EXTRACT PROVIDED »

>>>

# My bow press (EZ one)



## robinhood1 (Mar 11, 2010)

Hello.
I really like the concept of using a pipe clamp to make a bow press.
So bought one and a pack of wedges,and using some rubber to make it fit to my Bowtech.I also tried it on my friends PSE.This works great.
And to work on the bow i put it on a old computer table,so i can sit down.
Hope you like it
Here are some pic.
Any comments ?


----------



## Trilithon (Sep 10, 2009)

Nice!


----------



## treeslinger2 (Feb 23, 2010)

Cool Beans!!!
That solves several of the problems people have expressed with the pipe clamp style of press. Specifically the strings being up. 
I would like to know what the "wedges" are and the "tabs" that fit into the limbs??


----------



## MHansel (Jan 8, 2005)

Looks cool, got a suggestion, can you make your pad shaped like a "U" that way you can apply the pressure more towards the tips of the limb??

Just an idea:embara:


----------



## archer58 in pa (Jan 3, 2007)

What keeps the bow on the pads? I'd like to know what they're made of also.
Looks pretty easy to make.


----------



## robinhood1 (Mar 11, 2010)

The wedge are plastic ones used to hold doors open ect.. bought at the hardware store,and the tabs are pegs you use to fasten screws to concrete wall.I put some rubber i had in my toolbox over that.And yes i like work on my bowstring upwards !
Here's a link for the wedges.

http://www.knudsen-kilen.dk/produkter/DK/kilen.html


----------



## lilbowhunter (Jan 30, 2009)

That looks good. Thanks for sharing.


----------



## treeslinger2 (Feb 23, 2010)

Thanks for the link!! 
My language skills do not include that one. But I can now check for something similar here in the US. I had been thinking of making a press with a bar clamp or a sash clamp. So I think the t-bar/sash clamp will work with the wedge concept and remove the potential for any rotation/slippage. Can be mounted like you showed also. 

Here is the link for the t-bar 
http://www.woodcraft.com/Product/2003714/70/54-Capacity-T-Bar.aspx[/URL]


----------



## JC07Rhino (Jan 13, 2007)

If you ask me that thing looks dangerous. What if your bow slips off without your string on it? Any damage to the bow I wonder?


----------



## Sportsman's (Mar 13, 2010)

Looks nice. I am making a bow press. this will give me one design to consider.


----------



## racer102 (Jul 16, 2006)

*WAAAAAy too much*

pressing the limbs waaaaaay to low there has to be a ton of pressure there. I would check with the manuf. of your bow and I bet this is not an approved method of pressing and might void warra. imo


----------



## robinhood1 (Mar 11, 2010)

JC07Rhino said:


> If you ask me that thing looks dangerous. What if your bow slips off without your string on it? Any damage to the bow I wonder?


There is no danger and way of bow will slip,i'm not afraid of that.


----------



## pyroman_27 (Feb 4, 2003)

<<<

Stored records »
>>>

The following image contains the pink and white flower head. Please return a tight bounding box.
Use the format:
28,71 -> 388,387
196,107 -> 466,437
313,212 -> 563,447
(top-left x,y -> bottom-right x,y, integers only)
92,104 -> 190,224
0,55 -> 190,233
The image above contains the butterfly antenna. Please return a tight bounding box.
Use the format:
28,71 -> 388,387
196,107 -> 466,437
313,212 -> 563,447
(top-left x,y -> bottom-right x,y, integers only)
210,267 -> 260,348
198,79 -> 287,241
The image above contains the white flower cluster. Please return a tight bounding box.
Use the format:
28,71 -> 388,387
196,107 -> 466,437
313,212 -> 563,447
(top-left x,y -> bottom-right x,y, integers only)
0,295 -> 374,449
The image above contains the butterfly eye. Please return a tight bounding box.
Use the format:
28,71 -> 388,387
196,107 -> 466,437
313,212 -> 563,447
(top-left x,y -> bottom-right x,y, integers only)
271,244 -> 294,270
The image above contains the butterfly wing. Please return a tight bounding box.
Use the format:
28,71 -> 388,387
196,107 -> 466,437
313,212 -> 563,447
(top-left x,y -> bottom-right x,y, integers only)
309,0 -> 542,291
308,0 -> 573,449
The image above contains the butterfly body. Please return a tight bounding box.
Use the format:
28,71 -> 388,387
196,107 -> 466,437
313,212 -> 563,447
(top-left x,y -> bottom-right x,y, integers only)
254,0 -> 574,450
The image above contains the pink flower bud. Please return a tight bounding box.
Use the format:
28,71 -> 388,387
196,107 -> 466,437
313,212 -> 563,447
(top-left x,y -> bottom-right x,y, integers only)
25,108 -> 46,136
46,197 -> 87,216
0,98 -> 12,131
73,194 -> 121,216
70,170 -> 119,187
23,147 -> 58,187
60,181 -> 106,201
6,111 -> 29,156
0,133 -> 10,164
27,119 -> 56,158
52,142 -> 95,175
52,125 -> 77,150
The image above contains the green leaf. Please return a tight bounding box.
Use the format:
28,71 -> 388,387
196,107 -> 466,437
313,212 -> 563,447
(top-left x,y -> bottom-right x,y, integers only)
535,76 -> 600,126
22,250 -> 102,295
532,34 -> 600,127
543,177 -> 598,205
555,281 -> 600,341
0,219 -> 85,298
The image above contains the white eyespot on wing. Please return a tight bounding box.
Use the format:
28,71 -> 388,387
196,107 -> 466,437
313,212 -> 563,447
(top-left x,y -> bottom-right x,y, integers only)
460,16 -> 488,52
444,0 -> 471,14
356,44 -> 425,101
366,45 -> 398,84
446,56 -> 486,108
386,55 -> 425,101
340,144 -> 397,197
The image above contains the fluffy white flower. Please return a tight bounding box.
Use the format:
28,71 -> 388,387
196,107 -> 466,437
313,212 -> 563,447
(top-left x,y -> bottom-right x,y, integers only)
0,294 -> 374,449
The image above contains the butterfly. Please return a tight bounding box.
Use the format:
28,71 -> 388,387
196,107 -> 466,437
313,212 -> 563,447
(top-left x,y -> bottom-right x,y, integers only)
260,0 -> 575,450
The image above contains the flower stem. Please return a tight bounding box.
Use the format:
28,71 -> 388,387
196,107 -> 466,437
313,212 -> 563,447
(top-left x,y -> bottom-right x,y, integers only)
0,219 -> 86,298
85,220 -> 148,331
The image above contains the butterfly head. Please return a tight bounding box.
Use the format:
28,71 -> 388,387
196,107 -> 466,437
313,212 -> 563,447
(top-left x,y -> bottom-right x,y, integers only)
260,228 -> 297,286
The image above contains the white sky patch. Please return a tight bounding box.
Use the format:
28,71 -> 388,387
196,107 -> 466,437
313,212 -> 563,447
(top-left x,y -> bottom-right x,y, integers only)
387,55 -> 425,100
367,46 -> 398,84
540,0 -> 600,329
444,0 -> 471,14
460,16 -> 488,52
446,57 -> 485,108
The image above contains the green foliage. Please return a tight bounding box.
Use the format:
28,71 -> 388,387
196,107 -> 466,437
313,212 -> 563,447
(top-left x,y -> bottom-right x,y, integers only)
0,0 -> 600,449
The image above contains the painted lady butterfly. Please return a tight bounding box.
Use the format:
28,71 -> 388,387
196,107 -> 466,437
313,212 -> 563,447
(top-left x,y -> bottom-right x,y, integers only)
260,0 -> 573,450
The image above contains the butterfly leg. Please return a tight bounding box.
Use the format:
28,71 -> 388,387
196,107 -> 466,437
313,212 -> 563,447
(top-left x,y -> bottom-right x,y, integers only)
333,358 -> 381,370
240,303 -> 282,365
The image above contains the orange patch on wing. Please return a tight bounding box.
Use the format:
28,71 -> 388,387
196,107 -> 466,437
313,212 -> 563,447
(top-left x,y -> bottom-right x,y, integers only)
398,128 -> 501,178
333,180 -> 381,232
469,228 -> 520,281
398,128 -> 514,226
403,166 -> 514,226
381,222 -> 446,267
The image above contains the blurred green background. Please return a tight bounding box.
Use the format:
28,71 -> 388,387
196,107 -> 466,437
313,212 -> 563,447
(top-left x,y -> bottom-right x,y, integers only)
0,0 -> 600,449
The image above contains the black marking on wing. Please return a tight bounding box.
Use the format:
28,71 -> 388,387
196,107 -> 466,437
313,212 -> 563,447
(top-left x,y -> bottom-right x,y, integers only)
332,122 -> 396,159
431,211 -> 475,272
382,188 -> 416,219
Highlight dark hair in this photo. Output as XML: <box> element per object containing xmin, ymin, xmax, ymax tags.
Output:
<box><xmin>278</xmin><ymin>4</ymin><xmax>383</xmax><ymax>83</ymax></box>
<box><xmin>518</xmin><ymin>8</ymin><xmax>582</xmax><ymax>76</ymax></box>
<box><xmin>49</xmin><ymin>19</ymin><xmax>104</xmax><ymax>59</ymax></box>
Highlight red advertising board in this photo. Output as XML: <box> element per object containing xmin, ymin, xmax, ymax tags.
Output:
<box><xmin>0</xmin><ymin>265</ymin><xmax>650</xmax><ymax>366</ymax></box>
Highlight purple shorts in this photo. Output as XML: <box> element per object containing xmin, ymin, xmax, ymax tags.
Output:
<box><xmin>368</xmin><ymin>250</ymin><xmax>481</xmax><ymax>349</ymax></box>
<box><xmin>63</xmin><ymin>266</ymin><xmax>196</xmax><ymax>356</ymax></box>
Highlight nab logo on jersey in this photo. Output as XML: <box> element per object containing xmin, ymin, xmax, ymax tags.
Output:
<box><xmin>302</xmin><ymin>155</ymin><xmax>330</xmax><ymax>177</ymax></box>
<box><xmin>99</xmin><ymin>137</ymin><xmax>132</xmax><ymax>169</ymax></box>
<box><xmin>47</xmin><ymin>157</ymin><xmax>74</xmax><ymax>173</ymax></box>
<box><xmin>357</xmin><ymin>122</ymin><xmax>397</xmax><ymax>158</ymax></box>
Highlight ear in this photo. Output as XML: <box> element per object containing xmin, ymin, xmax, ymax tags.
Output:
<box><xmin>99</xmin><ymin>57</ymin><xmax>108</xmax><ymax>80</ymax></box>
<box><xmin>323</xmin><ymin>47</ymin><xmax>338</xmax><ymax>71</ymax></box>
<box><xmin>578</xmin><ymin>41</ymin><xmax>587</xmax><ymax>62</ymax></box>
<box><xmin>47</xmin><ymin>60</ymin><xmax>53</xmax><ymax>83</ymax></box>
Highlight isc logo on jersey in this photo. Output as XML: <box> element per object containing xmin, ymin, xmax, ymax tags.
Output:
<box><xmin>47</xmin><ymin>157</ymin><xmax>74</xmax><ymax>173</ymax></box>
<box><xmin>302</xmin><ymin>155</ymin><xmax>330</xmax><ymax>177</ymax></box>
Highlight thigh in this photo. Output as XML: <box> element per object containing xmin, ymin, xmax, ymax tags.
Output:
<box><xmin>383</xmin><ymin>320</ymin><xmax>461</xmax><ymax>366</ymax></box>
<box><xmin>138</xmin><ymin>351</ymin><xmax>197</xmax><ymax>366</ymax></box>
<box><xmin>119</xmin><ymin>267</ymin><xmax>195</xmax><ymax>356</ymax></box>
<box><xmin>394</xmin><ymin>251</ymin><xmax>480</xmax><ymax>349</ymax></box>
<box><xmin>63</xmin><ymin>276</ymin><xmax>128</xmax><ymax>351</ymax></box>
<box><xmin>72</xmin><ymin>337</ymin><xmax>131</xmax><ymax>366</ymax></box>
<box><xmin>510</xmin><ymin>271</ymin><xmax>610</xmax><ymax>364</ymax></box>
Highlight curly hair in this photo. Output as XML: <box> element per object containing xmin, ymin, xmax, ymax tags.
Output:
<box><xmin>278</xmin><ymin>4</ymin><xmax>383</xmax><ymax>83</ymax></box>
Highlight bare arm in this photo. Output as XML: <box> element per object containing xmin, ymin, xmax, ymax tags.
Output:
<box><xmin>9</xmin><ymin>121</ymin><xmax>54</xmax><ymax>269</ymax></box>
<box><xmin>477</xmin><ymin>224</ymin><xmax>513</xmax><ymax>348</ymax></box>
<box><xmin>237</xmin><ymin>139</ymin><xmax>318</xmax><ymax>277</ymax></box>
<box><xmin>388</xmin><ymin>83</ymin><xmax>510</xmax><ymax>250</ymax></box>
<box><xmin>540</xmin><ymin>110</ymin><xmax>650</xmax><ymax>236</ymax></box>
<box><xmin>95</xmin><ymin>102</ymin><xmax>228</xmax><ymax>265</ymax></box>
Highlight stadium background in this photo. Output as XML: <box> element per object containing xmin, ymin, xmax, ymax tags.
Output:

<<<

CHALLENGE 1 »
Rewrite the paragraph in the bow press thread that begins "The wedge are plastic ones" as a short list that keeps its main facts.
CHALLENGE 2 »
Copy out everything in the bow press thread from "Looks cool, got" down to "made of also.".
CHALLENGE 3 »
In the bow press thread, what did the first poster set the press on so they could sit down while working on the bow?

FINAL ANSWER 1 »
- The wedges are plastic ones used to hold doors open, bought at the hardware store.
- The tabs are pegs used to fasten screws to a concrete wall, covered with some rubber from the toolbox.
- The poster likes to work on the bow with the string facing upward.

FINAL ANSWER 2 »
Looks cool, got a suggestion, can you make your pad shaped like a "U" that way you can apply the pressure more towards the tips of the limb??

Just an idea:embara:


----------



## archer58 in pa (Jan 3, 2007)

What keeps the bow on the pads? I'd like to know what they're made of also.

FINAL ANSWER 3 »
An old computer table.